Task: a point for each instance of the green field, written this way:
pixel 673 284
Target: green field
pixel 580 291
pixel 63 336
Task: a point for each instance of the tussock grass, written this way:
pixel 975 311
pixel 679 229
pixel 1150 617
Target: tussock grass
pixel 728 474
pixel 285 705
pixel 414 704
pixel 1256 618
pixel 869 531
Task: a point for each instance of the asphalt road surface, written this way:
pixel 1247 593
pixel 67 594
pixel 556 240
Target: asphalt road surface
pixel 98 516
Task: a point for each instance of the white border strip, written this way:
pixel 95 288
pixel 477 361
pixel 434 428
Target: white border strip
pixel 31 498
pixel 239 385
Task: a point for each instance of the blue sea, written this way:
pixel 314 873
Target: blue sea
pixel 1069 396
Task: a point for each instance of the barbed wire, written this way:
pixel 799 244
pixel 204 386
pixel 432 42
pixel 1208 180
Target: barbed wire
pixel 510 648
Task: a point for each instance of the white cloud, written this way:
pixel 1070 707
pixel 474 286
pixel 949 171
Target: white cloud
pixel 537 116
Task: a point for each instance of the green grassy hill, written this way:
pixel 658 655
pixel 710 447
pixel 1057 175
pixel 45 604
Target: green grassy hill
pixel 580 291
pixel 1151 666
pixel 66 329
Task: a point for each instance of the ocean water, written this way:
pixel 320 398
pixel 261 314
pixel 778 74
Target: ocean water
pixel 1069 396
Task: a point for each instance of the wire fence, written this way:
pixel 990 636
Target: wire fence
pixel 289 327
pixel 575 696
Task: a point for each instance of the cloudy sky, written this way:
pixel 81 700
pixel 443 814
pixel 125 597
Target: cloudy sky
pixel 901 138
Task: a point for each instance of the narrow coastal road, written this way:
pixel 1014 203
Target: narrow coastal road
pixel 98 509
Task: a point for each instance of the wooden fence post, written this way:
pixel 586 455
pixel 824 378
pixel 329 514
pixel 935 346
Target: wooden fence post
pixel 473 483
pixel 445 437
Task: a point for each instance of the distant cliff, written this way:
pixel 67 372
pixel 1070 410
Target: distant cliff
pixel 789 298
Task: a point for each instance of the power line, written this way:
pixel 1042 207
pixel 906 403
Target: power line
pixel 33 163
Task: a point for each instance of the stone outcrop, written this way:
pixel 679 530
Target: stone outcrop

——

▶ **GIVEN TASK**
Reproduce all of the records above, replacing every occurrence of "Target" with "Label" and leaving everything else unchanged.

▶ **TASK ANSWER**
Task: a point for each instance of the green field, written this way:
pixel 673 284
Label: green field
pixel 580 291
pixel 63 336
Task: a point for each instance of the tussock grass, written this way:
pixel 975 311
pixel 679 229
pixel 1150 617
Label: tussock grass
pixel 728 474
pixel 285 705
pixel 414 704
pixel 1256 618
pixel 869 531
Task: a point for each instance of the asphalt road surface, written this way:
pixel 1247 593
pixel 67 594
pixel 556 240
Label: asphalt road surface
pixel 98 516
Task: a point for each instance of the white border strip, written this way:
pixel 95 288
pixel 477 361
pixel 434 428
Label: white border strip
pixel 31 498
pixel 239 385
Task: a point for each instance of the blue sea, written this way:
pixel 314 873
Label: blue sea
pixel 1069 396
Task: a point for each instance of the barbed wire, written this way:
pixel 799 244
pixel 204 386
pixel 432 42
pixel 1208 180
Label: barbed wire
pixel 510 648
Task: a point for each instance of the white cloud, written this way:
pixel 1070 707
pixel 474 286
pixel 949 171
Label: white cloud
pixel 537 116
Task: a point for each instance of the green grassy hill, written this way:
pixel 658 655
pixel 710 447
pixel 1057 175
pixel 45 604
Label: green grassy hill
pixel 580 291
pixel 1151 666
pixel 66 329
Task: a point for each instance of the ocean water, written this way:
pixel 320 398
pixel 261 314
pixel 778 74
Label: ocean water
pixel 1069 396
Task: a point for each instance of the wire fence, written this way:
pixel 990 636
Label: wire fence
pixel 289 327
pixel 575 696
Task: a point for each instance of the cloudy sky, written this way:
pixel 81 700
pixel 443 814
pixel 125 597
Label: cloudy sky
pixel 901 138
Task: a point for each instance of the narrow coastal road, written this way:
pixel 1014 203
Label: narrow coastal road
pixel 98 509
Task: a point for each instance of the wooden fence post, written this way:
pixel 586 455
pixel 824 378
pixel 329 514
pixel 935 346
Label: wooden fence post
pixel 473 483
pixel 445 437
Task: a point for each instance of the distant cliff, written this way:
pixel 67 372
pixel 1070 410
Label: distant cliff
pixel 789 298
Task: a point for each instance of the power line, written this way:
pixel 1042 207
pixel 906 403
Label: power line
pixel 33 163
Task: a point for each instance of the stone outcrop, written this way:
pixel 679 530
Label: stone outcrop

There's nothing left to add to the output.